[DATASET EXCERPTS Boundary: Start]

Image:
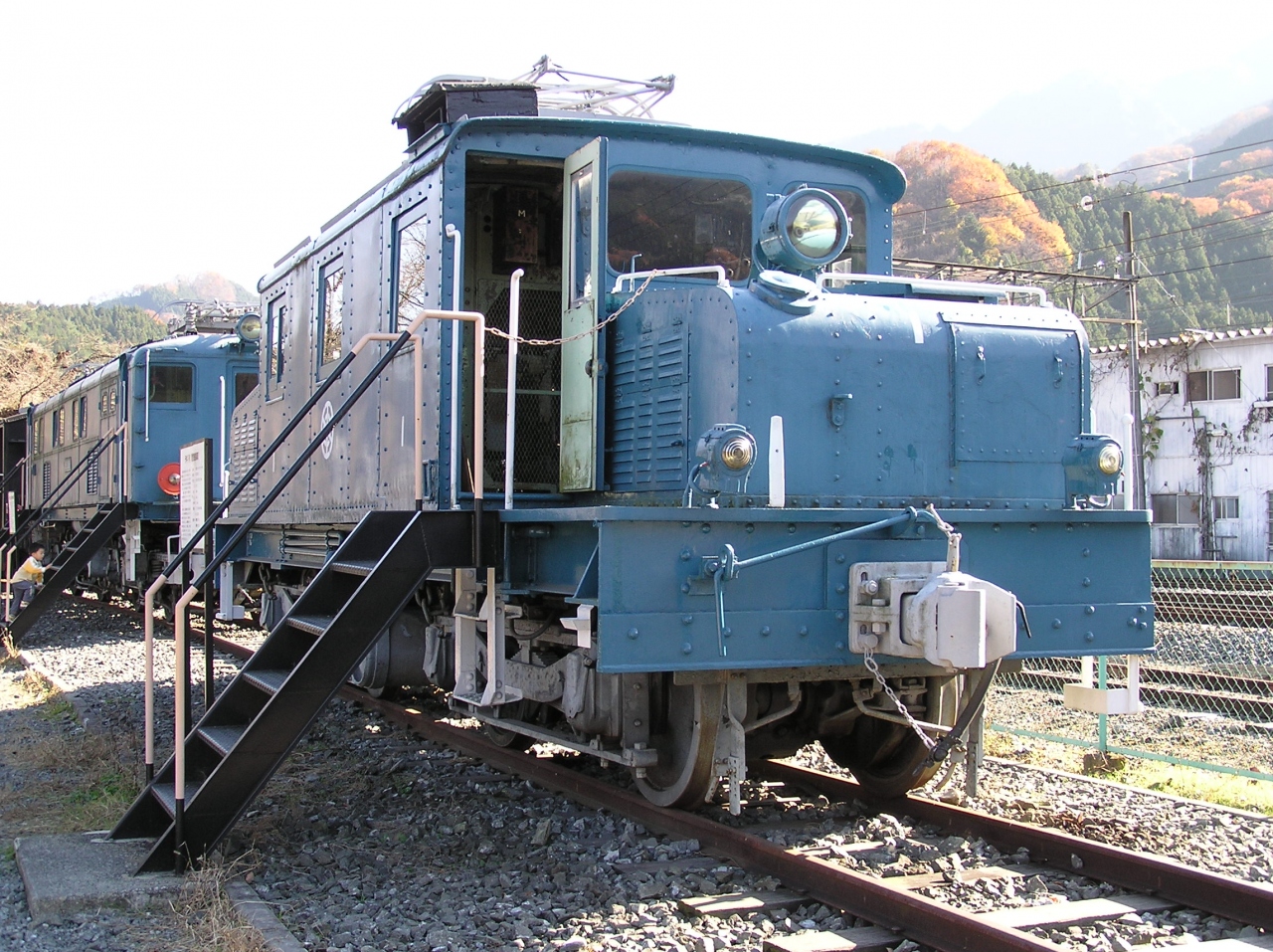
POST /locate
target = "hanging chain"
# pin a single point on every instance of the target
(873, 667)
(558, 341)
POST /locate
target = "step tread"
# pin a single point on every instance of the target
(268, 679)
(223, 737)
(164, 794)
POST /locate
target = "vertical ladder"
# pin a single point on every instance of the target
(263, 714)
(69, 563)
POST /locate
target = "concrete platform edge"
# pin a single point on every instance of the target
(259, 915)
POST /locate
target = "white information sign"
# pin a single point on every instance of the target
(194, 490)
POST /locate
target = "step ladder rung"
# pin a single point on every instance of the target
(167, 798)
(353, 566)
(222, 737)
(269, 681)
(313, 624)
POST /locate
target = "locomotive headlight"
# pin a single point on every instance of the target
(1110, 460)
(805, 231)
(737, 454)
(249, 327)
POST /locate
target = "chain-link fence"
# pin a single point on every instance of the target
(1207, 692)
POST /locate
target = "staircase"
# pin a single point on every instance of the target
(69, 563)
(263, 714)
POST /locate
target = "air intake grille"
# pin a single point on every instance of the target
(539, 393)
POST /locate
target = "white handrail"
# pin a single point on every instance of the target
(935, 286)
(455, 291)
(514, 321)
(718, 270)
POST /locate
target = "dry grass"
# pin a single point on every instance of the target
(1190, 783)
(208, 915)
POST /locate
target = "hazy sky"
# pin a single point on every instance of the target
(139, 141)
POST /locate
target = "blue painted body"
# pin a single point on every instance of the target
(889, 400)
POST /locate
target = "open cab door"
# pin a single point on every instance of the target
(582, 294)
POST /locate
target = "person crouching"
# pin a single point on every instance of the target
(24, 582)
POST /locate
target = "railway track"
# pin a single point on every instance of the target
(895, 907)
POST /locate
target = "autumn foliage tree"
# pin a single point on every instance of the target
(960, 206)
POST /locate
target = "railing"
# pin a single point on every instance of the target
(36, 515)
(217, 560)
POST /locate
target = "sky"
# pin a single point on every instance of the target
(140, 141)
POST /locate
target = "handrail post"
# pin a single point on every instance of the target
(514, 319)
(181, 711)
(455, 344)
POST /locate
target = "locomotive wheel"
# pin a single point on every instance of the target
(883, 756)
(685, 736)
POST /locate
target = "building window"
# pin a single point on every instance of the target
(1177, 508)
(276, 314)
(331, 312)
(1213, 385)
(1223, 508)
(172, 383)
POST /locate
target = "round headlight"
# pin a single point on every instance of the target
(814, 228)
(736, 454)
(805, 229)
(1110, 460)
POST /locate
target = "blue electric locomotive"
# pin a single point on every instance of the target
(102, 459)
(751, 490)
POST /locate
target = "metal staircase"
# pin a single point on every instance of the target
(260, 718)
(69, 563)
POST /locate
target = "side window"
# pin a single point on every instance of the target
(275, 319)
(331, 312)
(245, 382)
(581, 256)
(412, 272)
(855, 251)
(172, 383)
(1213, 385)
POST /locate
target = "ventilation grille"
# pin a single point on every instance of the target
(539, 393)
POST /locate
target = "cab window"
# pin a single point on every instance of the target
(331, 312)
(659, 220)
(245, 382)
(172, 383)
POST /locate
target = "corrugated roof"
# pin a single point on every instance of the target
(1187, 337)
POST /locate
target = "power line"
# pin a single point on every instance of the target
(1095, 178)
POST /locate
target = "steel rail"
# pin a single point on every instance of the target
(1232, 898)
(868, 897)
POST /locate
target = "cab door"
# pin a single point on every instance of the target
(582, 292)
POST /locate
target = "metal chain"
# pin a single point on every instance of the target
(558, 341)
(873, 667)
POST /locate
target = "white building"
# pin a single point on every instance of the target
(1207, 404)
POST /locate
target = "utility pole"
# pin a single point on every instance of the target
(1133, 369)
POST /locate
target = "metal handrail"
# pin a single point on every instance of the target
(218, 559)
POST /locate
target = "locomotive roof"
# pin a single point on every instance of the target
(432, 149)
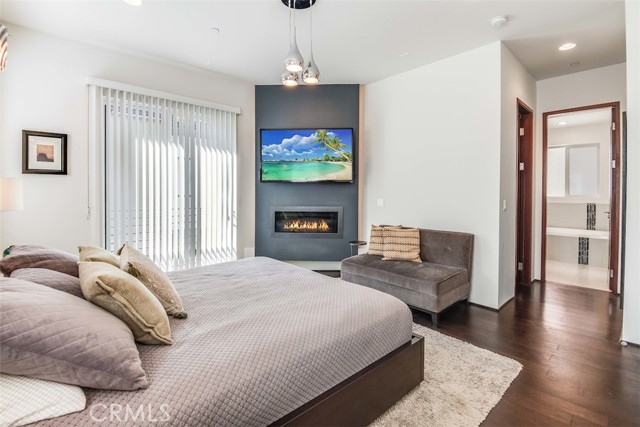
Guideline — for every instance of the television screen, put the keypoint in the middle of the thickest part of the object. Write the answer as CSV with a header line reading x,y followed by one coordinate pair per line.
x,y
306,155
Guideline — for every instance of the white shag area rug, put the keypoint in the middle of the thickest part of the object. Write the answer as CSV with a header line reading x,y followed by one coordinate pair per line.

[DATASET EXCERPTS Boundary: End]

* [EXERCISE]: Where does the word "building" occur in the data? Copy every line that has it.

* [RESPONSE TO THE TASK]:
target = "building window"
target = "white building"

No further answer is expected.